● **Document excerpt**
----------------------------------------
One in five survey respondents (21%) provided English language training in the workplace for migrant workers or directed them to relevant local courses, and 16% helped migrant workers with initial orientation and practical information on life in the UK in induction and training materials. These proportions are higher among larger firms (37% and 39% respectively).
Working with trade unions
Asked about their expectations in respect of ‘union attitudes in the workplace’ over the coming year, employers were generally positive: a substantial majority expected trade union relationships to be ‘cooperative’ or ‘balanced’. Nevertheless, 21% of respondents expected ‘adversarial’ relations with workplace trade union representatives, while 23% of employers expected such relations with local union officials, and 31% of those surveyed expected the same with national union officials.
The survey also enquired on what issues employers negotiated with and consulted recognised unions. Unsurprisingly, pay (70%), working hours (57%) and holidays (53%) were the most common issues for negotiation. Relatively few organisations negotiated on pensions (18%) and training (8%), although consultation on these issues is more widespread, at 52% and 61%, respectively.
Respondents were asked what they thought were the main reasons for the decline of trade unions in private sector workplaces. Almost half of respondents (46%) chose ‘resistance to change’, 26% felt that trade unions were ‘out of touch with the workforce’ and 17% that they were ‘too confrontational’.
Employment tribunal cases
Nearly a quarter (24%) of employers had faced an employment tribunal (ET) claim in the last year. Over a quarter of cases (27%) were reportedly settled ‘out of court’ by employers despite legal advice that the tribunal would rule in their favour, and 22% were settled after advice that the company was unlikely to win. A further 28% of claims were withdrawn by the applicant. Just over one fifth (21%) of cases went to an ET hearing and were won by the employer. Only 3% were fought by employers at a hearing and lost.
----------------------------------------
Object point labels:
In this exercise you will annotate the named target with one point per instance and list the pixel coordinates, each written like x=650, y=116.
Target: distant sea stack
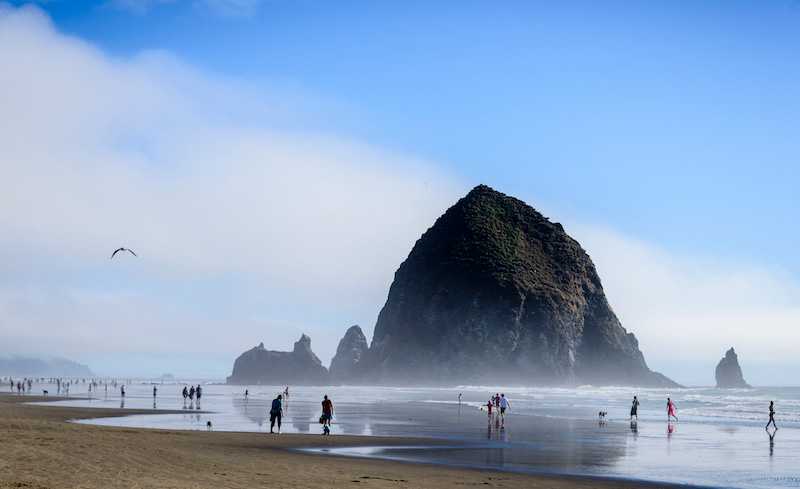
x=729, y=373
x=495, y=293
x=345, y=364
x=298, y=367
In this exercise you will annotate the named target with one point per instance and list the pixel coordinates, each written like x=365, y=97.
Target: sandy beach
x=41, y=449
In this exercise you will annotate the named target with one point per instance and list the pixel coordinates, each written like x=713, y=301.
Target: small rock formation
x=729, y=374
x=299, y=367
x=344, y=366
x=495, y=292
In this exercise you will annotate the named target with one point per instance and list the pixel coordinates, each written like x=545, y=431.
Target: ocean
x=720, y=438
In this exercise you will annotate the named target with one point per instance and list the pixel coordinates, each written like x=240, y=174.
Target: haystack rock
x=345, y=364
x=299, y=367
x=495, y=293
x=729, y=373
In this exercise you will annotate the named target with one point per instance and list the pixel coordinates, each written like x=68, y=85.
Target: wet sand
x=40, y=449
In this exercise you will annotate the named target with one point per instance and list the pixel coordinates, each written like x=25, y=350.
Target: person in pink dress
x=671, y=409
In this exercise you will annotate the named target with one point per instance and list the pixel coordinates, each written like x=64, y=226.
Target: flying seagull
x=122, y=249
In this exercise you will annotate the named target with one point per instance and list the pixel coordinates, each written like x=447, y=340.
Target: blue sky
x=662, y=135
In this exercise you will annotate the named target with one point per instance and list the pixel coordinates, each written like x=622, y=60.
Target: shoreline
x=41, y=448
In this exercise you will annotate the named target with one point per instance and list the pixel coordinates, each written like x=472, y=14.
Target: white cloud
x=245, y=232
x=693, y=309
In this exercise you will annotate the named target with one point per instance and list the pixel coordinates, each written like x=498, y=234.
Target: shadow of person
x=772, y=440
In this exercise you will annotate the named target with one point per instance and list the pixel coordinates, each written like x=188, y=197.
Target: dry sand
x=39, y=449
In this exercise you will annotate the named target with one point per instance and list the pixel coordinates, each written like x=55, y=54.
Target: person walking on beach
x=671, y=409
x=327, y=415
x=276, y=413
x=503, y=405
x=635, y=408
x=772, y=415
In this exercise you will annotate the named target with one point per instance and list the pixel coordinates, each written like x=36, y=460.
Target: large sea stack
x=729, y=373
x=495, y=293
x=299, y=367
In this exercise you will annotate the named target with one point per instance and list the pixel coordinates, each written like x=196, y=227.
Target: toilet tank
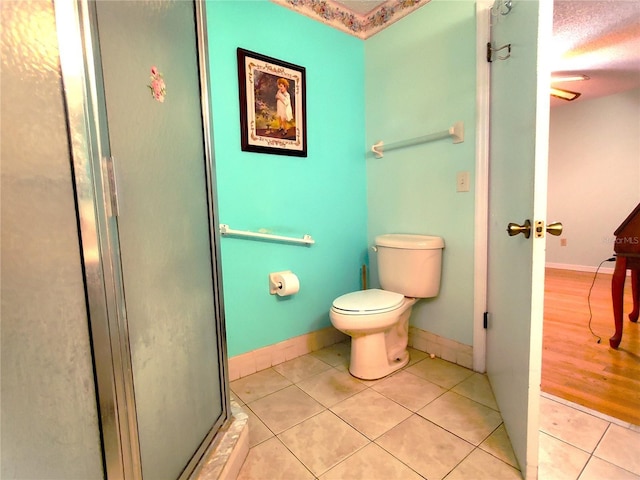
x=410, y=264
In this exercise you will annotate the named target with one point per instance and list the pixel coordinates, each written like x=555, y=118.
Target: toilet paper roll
x=287, y=284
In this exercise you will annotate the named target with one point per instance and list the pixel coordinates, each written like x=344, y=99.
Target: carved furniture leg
x=617, y=292
x=635, y=277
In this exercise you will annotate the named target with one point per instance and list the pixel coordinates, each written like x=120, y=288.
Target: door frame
x=481, y=222
x=483, y=98
x=99, y=245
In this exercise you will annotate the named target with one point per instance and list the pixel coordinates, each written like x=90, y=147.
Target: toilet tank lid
x=371, y=301
x=410, y=241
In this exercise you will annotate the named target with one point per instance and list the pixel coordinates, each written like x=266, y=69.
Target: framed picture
x=272, y=105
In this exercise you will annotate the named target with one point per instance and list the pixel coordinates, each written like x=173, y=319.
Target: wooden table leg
x=617, y=292
x=635, y=277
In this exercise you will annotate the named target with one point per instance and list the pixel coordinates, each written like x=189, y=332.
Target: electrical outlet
x=462, y=182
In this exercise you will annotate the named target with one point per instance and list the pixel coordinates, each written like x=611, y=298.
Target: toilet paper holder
x=276, y=283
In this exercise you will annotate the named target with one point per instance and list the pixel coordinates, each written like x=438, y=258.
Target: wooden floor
x=574, y=366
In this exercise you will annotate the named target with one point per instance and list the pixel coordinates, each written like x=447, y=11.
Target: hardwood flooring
x=574, y=366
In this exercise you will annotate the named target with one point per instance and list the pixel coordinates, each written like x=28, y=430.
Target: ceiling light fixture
x=564, y=94
x=568, y=78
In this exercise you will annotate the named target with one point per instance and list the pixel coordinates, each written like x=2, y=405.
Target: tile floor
x=310, y=419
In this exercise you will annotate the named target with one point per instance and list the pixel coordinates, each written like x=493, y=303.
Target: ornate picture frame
x=272, y=105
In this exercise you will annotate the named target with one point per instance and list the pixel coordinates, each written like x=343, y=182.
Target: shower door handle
x=111, y=187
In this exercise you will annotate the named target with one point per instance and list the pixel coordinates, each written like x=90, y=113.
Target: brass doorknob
x=514, y=229
x=554, y=228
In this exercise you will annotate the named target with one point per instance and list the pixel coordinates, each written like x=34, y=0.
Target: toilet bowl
x=378, y=319
x=378, y=323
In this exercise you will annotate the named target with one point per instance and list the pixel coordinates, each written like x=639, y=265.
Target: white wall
x=594, y=176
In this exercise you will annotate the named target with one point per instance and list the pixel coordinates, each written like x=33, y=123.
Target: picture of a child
x=284, y=113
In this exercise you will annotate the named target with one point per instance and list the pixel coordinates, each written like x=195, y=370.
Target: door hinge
x=111, y=187
x=491, y=51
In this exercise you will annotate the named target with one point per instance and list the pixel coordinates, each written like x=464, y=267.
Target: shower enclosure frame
x=88, y=136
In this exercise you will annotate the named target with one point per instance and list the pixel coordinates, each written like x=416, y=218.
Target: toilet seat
x=365, y=302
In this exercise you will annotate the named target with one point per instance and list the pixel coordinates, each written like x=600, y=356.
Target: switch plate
x=463, y=182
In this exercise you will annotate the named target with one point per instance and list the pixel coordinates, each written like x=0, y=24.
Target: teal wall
x=323, y=194
x=420, y=78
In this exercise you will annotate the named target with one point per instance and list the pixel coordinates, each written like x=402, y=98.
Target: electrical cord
x=610, y=259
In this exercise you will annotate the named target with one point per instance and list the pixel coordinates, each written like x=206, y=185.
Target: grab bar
x=456, y=131
x=225, y=230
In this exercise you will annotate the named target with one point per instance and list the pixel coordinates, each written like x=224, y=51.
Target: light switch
x=463, y=182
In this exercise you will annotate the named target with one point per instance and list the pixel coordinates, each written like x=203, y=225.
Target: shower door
x=161, y=381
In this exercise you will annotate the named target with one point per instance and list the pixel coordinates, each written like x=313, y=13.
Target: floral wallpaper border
x=361, y=26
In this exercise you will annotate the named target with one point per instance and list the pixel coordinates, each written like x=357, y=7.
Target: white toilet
x=409, y=268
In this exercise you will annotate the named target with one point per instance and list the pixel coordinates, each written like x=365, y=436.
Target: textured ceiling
x=597, y=38
x=600, y=39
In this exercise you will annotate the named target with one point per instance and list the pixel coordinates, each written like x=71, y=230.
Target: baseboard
x=441, y=347
x=265, y=357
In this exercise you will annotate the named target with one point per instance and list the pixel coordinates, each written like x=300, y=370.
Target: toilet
x=409, y=268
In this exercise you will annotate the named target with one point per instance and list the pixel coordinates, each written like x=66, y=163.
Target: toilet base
x=369, y=357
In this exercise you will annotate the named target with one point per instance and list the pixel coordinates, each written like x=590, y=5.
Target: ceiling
x=597, y=38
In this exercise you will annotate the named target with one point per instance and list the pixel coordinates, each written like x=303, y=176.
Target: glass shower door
x=150, y=66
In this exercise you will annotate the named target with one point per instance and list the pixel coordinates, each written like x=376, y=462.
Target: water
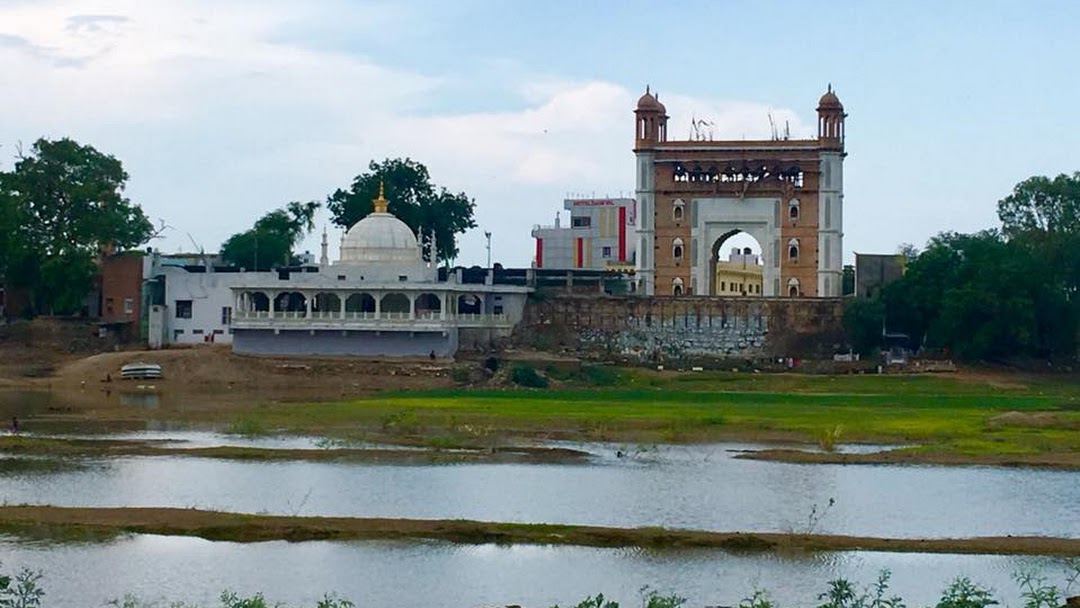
x=701, y=487
x=440, y=575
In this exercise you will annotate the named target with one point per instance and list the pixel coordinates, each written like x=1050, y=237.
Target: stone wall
x=664, y=328
x=349, y=343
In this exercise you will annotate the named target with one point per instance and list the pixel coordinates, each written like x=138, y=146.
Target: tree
x=862, y=322
x=848, y=281
x=64, y=205
x=270, y=242
x=413, y=198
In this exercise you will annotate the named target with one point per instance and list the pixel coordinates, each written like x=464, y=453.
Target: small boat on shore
x=140, y=370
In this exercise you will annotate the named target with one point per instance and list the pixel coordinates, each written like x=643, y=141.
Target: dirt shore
x=59, y=523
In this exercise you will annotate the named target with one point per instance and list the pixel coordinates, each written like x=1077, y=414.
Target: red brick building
x=692, y=196
x=121, y=288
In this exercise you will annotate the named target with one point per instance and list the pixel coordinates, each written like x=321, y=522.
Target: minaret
x=831, y=120
x=831, y=133
x=324, y=259
x=650, y=130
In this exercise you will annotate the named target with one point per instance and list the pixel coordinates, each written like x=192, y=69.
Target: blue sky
x=224, y=110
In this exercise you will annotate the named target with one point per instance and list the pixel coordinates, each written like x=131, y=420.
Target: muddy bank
x=1052, y=460
x=106, y=448
x=58, y=523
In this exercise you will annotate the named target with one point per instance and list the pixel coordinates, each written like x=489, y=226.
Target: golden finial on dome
x=380, y=203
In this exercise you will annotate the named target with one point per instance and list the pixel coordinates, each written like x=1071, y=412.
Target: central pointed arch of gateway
x=737, y=266
x=716, y=219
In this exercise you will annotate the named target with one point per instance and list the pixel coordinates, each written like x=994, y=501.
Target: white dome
x=379, y=238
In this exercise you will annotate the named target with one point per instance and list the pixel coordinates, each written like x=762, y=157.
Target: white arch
x=678, y=210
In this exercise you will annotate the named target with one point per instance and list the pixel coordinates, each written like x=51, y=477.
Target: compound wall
x=659, y=328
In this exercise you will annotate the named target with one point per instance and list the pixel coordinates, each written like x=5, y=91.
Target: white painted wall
x=208, y=293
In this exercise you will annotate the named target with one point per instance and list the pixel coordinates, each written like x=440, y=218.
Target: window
x=184, y=309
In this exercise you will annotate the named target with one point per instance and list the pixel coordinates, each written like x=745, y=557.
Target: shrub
x=526, y=376
x=601, y=375
x=460, y=374
x=596, y=602
x=962, y=593
x=21, y=591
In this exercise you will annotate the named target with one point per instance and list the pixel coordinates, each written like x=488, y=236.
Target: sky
x=221, y=110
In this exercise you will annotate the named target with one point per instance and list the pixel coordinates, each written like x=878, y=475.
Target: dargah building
x=382, y=298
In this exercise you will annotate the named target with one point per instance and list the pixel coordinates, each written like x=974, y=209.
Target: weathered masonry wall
x=657, y=328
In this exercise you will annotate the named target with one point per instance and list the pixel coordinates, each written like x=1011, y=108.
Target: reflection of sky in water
x=437, y=575
x=683, y=486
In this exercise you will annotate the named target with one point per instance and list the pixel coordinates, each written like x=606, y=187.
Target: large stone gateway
x=693, y=196
x=663, y=328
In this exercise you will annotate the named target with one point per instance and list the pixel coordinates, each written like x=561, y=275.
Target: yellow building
x=740, y=275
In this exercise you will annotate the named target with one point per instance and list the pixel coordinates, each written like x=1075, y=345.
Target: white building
x=598, y=237
x=381, y=298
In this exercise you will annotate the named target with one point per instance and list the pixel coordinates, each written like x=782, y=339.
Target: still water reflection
x=439, y=575
x=676, y=486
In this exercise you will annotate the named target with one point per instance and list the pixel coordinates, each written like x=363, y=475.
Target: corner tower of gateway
x=694, y=194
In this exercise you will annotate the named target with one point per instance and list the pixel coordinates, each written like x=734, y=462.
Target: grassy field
x=953, y=414
x=90, y=524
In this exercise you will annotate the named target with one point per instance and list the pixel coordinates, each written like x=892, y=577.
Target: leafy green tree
x=270, y=242
x=61, y=206
x=1042, y=215
x=982, y=297
x=413, y=198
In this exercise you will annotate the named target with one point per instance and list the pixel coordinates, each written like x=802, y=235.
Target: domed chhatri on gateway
x=379, y=238
x=829, y=100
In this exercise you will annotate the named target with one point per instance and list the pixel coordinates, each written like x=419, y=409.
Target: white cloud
x=221, y=111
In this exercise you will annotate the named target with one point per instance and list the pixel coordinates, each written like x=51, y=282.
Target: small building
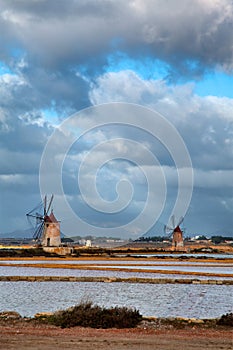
x=51, y=236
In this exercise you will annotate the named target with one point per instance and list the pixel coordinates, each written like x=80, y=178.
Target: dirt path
x=25, y=336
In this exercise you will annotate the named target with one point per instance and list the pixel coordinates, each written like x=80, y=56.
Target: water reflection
x=200, y=301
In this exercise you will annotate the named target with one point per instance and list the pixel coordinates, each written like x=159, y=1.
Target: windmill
x=46, y=226
x=174, y=231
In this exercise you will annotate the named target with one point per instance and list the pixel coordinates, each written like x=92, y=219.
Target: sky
x=122, y=109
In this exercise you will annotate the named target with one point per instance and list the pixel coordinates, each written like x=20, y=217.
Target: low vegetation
x=86, y=314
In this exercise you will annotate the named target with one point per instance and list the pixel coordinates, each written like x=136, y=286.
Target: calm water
x=199, y=301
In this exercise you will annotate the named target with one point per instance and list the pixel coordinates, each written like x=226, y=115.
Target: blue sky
x=173, y=60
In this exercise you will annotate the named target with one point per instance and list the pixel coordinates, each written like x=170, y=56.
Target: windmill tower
x=47, y=227
x=175, y=232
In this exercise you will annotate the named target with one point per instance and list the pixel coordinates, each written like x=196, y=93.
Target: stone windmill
x=46, y=227
x=174, y=231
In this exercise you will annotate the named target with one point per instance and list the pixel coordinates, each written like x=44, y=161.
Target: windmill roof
x=51, y=218
x=177, y=229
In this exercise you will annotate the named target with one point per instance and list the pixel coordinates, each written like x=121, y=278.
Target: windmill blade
x=168, y=230
x=38, y=233
x=173, y=221
x=180, y=221
x=45, y=205
x=50, y=203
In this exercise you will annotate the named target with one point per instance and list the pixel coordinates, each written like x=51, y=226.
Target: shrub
x=88, y=315
x=226, y=320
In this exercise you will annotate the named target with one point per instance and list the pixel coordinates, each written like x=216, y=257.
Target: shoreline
x=22, y=334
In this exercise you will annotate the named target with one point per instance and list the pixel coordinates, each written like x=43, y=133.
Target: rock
x=10, y=315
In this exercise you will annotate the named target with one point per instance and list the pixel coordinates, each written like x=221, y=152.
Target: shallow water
x=199, y=301
x=37, y=271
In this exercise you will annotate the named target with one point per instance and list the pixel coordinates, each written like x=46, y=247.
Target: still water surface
x=199, y=301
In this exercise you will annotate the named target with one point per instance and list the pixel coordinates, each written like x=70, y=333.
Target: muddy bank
x=113, y=279
x=150, y=335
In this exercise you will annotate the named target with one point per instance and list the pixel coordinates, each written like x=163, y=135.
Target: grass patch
x=86, y=314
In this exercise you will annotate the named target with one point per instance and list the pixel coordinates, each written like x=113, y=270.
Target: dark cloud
x=191, y=37
x=58, y=55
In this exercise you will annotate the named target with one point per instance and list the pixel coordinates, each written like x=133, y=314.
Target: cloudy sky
x=102, y=103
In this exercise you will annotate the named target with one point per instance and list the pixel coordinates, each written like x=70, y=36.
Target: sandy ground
x=23, y=335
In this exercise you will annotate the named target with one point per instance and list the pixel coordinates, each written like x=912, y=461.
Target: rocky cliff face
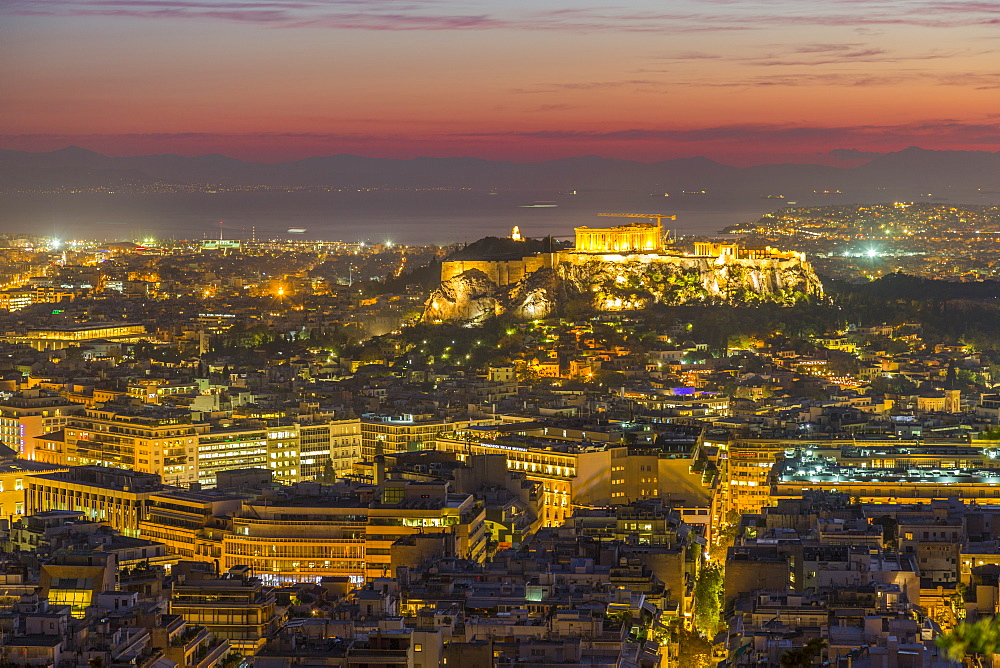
----------------------------------------
● **What you need to do**
- 1) Decide whether each statement agrees with the employer survey excerpt: (a) Among larger firms, 39% helped migrant workers with initial orientation and practical information on life in the UK. (b) More organizations negotiated with recognized unions on training than on pensions. (c) Most employers expected adversarial relations with national union officials. Answer yes or no for each and quote the words that decide it.
- 2) From the employer survey excerpt, list every issue named as a subject of negotiation with recognized unions, giving the percentage of organizations that negotiated on each.
- 3) Carry on the employer survey excerpt, starting after its final sentence about employment tribunal cases.

● **Expected outputs**
- 1)
(a) Yes: "These proportions are higher among larger firms (37% and 39% respectively)."
(b) No: "Relatively few organisations negotiated on pensions (18%) and training (8%)"
(c) No: "31% of those surveyed expected the same with national union officials."

- 2) Pay (70%), working hours (57%), holidays (53%), pensions (18%), training (8%)

- 3)
As in 2006, a substantial proportion of employers (49%) noted that they regarded ETs as an ‘ineffective way of handling employment disputes’; 30% regarded ETs as ‘effective’ and 21% were ‘unsure’. Over half of respondents, at 55%, believed that ETs were ‘too adversarial’, 31% reported that they were ‘too costly’ and 14% considered that they were ‘damaging to employee relations’.
Almost half of respondents, at 46%, believed that weak and vexatious claims had increased over the past year, while 46% reported no change and 11% reported a decline in such claims.
Half of employers responding to the survey (50%) reported having a formal diversity policy, while 39% had no formal diversity policy but did have equality practices in place. One third of employers surveyed (33%) reported they had taken positive action in relation to, for example, recruitment, advertising and training, to achieve a more diverse workforce; 25% had an action plan on diversity and monitored progress. Larger companies were more likely to report diversity policies and practices than smaller ones. Two thirds of respondents (67%) reported that the main obstacle to achieving a more diverse workforce was a lack of applicants from among disadvantaged groups.
Two thirds of respondents (67%) reported that the employment practices most affected by the age discrimination legislation introduced in 2006 (UK0612039I) related to retirement. Other areas most often affected were recruitment (reported by 37% of employers), length of service benefits (30%) and pensions (23%).
Just over a quarter of employers surveyed (28%) had conducted an equal pay audit in the past three years, 9% of respondents planned to do so in the next year and 29% were considering conducting one but had not yet drawn up any firm plans. Over one third (35%) had ‘never considered conducting an equal pay audit’. Large employers with 5,000 or more employees were more likely, at 46%, to have conducted an equal pay audit than smaller companies.